Collected data entries:
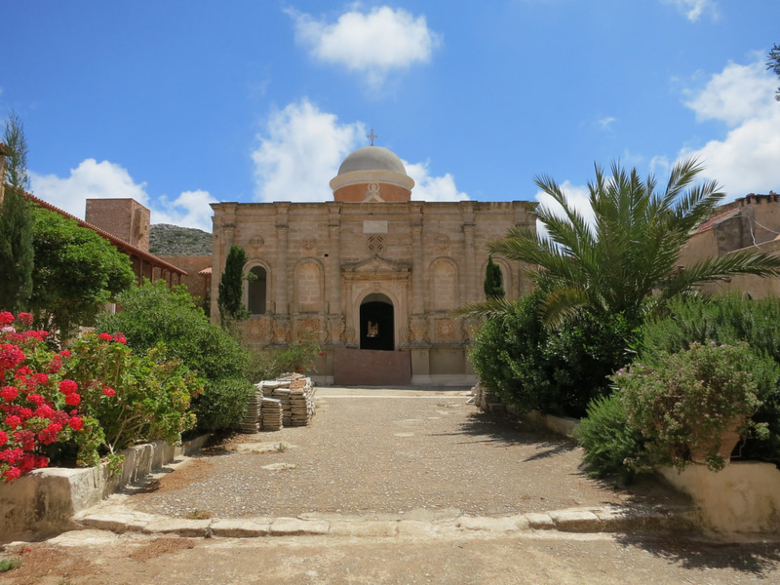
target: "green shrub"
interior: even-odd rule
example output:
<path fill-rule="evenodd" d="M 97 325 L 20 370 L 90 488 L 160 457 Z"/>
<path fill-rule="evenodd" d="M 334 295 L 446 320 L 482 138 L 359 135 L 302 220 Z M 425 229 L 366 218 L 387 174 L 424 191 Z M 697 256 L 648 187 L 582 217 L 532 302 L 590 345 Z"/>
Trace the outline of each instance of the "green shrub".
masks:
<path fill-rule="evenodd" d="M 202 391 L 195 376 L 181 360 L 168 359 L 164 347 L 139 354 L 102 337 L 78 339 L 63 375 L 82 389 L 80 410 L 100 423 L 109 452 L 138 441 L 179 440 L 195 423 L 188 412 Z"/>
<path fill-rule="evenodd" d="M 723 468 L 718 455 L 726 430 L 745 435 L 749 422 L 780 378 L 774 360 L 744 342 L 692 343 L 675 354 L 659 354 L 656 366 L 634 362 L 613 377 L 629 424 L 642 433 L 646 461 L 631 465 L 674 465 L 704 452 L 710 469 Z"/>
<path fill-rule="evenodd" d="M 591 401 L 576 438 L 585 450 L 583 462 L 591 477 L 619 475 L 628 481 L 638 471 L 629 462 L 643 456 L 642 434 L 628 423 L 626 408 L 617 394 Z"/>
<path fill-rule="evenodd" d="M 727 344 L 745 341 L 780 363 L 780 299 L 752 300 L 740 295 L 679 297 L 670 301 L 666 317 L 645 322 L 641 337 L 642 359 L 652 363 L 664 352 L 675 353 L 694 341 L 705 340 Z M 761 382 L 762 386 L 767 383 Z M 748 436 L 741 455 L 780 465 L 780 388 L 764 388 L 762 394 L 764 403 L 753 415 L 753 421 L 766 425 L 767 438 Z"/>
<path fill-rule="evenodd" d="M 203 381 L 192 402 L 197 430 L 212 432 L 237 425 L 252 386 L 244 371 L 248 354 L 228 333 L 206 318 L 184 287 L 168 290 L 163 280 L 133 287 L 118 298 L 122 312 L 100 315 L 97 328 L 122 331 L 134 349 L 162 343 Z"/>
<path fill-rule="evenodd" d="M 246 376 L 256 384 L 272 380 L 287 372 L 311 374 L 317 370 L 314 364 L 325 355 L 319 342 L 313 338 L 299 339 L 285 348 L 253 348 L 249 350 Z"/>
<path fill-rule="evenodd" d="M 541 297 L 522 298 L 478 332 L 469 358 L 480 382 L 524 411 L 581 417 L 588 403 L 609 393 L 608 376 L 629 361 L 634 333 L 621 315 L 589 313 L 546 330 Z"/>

## PROBLEM DESCRIPTION
Reproduce each line of the records exactly, omitting any picture.

## PROBLEM SOLUTION
target: "green shrub"
interior: even-odd rule
example output:
<path fill-rule="evenodd" d="M 97 325 L 20 370 L 90 488 L 160 457 Z"/>
<path fill-rule="evenodd" d="M 334 295 L 446 320 L 482 138 L 359 135 L 302 220 Z M 425 229 L 366 218 L 387 174 L 424 191 Z M 697 256 L 648 187 L 582 217 L 532 302 L 590 345 Z"/>
Trace the outline of each instance of the "green shrub".
masks:
<path fill-rule="evenodd" d="M 202 391 L 195 376 L 181 360 L 168 359 L 164 347 L 139 354 L 102 337 L 78 339 L 63 375 L 82 389 L 80 410 L 100 423 L 109 452 L 138 441 L 179 440 L 195 423 L 188 412 Z"/>
<path fill-rule="evenodd" d="M 723 468 L 718 455 L 726 430 L 745 435 L 749 422 L 780 378 L 774 360 L 744 342 L 692 343 L 675 354 L 659 354 L 656 366 L 634 362 L 613 377 L 629 424 L 642 433 L 646 461 L 631 465 L 674 465 L 704 452 L 710 469 Z"/>
<path fill-rule="evenodd" d="M 591 401 L 576 438 L 585 450 L 583 462 L 591 477 L 619 475 L 628 481 L 638 471 L 629 462 L 643 456 L 642 434 L 628 423 L 626 408 L 617 394 Z"/>
<path fill-rule="evenodd" d="M 727 344 L 745 341 L 780 363 L 780 299 L 752 300 L 740 295 L 679 297 L 670 301 L 666 317 L 645 322 L 641 337 L 642 359 L 652 363 L 664 352 L 675 353 L 694 341 L 705 340 Z M 761 382 L 762 386 L 767 383 Z M 748 436 L 741 455 L 780 465 L 780 388 L 764 388 L 762 394 L 764 403 L 753 415 L 753 421 L 766 425 L 767 438 Z"/>
<path fill-rule="evenodd" d="M 203 381 L 192 402 L 197 430 L 212 432 L 237 425 L 252 386 L 244 371 L 248 354 L 228 333 L 206 318 L 184 287 L 168 290 L 163 280 L 133 287 L 118 298 L 122 312 L 100 315 L 97 328 L 122 331 L 134 349 L 162 343 Z"/>
<path fill-rule="evenodd" d="M 246 376 L 256 384 L 272 380 L 287 372 L 311 374 L 317 370 L 314 364 L 325 355 L 319 342 L 313 338 L 299 339 L 285 348 L 253 348 L 249 350 Z"/>
<path fill-rule="evenodd" d="M 541 297 L 522 298 L 478 332 L 469 358 L 480 382 L 524 411 L 581 417 L 588 403 L 609 393 L 608 376 L 629 361 L 634 333 L 621 315 L 589 313 L 546 330 Z"/>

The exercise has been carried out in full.